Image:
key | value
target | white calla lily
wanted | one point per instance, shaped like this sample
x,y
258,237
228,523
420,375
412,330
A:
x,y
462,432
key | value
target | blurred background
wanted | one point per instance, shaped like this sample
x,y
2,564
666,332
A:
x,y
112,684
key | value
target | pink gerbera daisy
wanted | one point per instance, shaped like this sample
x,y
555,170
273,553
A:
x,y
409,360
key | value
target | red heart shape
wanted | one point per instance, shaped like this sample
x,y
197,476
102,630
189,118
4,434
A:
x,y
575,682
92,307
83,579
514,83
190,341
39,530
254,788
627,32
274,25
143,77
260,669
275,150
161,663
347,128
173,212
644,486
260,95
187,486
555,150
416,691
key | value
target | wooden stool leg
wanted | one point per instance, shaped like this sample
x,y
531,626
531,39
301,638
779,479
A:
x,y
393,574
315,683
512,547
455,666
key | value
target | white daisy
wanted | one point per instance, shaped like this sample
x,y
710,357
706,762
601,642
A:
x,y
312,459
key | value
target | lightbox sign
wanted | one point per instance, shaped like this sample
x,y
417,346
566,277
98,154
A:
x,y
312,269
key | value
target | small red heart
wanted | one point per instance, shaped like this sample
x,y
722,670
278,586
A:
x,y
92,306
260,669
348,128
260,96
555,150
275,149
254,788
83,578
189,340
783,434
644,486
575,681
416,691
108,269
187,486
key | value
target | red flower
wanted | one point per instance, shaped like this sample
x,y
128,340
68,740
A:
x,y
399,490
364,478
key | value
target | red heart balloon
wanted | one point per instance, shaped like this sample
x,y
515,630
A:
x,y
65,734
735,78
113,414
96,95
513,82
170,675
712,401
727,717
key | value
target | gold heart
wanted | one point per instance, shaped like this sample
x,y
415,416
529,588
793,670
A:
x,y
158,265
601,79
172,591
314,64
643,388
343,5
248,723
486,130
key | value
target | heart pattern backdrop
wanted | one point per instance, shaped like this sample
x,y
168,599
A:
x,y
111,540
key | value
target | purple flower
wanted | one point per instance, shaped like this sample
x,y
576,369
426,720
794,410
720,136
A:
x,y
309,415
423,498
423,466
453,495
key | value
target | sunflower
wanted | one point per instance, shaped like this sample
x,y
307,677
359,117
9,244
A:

────────────────

• EXERCISE DESCRIPTION: All of the records above should be given again exactly as written.

• TASK RESPONSE:
Image:
key | value
target | white calla lily
wanted | one point per instance, shaped like this sample
x,y
258,237
228,523
420,375
412,330
A:
x,y
462,432
key | value
target | blurred background
wanted | one point per instance, shaped like this sample
x,y
2,564
666,332
A:
x,y
112,684
key | value
target | pink gerbera daisy
wanted | one point per instance, shaped like this sample
x,y
555,170
273,553
A:
x,y
409,360
key | value
target | red heart shape
wanted | one point per instance, shaped like this sample
x,y
197,476
102,630
189,118
4,434
A:
x,y
575,682
92,307
83,579
514,83
190,341
39,530
254,788
627,32
274,25
143,77
260,669
275,150
161,663
347,128
173,212
644,486
260,95
187,486
555,150
416,691
key | value
target | wooden stool leg
wanted | one point per instance, shaped like this sample
x,y
531,626
531,39
301,638
779,479
A:
x,y
393,574
315,683
512,547
455,666
key | value
target | white daisy
wanted | one point per instance, shaped like this sample
x,y
710,357
706,762
601,642
A:
x,y
312,459
key | value
target | lightbox sign
wanted | one point per instance, shaped like this sample
x,y
417,346
566,277
98,154
A:
x,y
312,269
key | value
target | small red heart
wanted | one point per instance, shaped like this sample
x,y
722,670
278,586
A:
x,y
92,306
260,669
348,128
260,96
555,150
275,149
254,788
83,578
189,340
783,434
644,486
575,681
416,691
108,269
187,486
key | value
target | red flower
wanted | one point per instance, shaped like this sample
x,y
128,340
68,740
A:
x,y
399,490
364,478
key | value
target | red heart balloon
wanted | one point per instance, shaped like this sample
x,y
515,630
A:
x,y
65,734
735,78
113,414
96,95
513,82
170,675
712,401
727,717
key | value
target | gold heart
wanted | one point per instance, shaped like this sample
x,y
415,416
529,588
793,670
A:
x,y
158,265
601,79
172,591
314,64
643,388
343,5
248,723
486,130
key | value
target | heart pattern backdrop
wanted | one point per instance, shaped like this sample
x,y
168,599
A:
x,y
111,540
key | value
target | purple flower
wanted | one point per instance, shaped like this sample
x,y
576,369
426,720
794,410
720,136
A:
x,y
309,415
423,498
423,466
453,495
key | value
target | sunflower
wanted | one point per instance, shaped like this sample
x,y
307,677
359,117
9,244
A:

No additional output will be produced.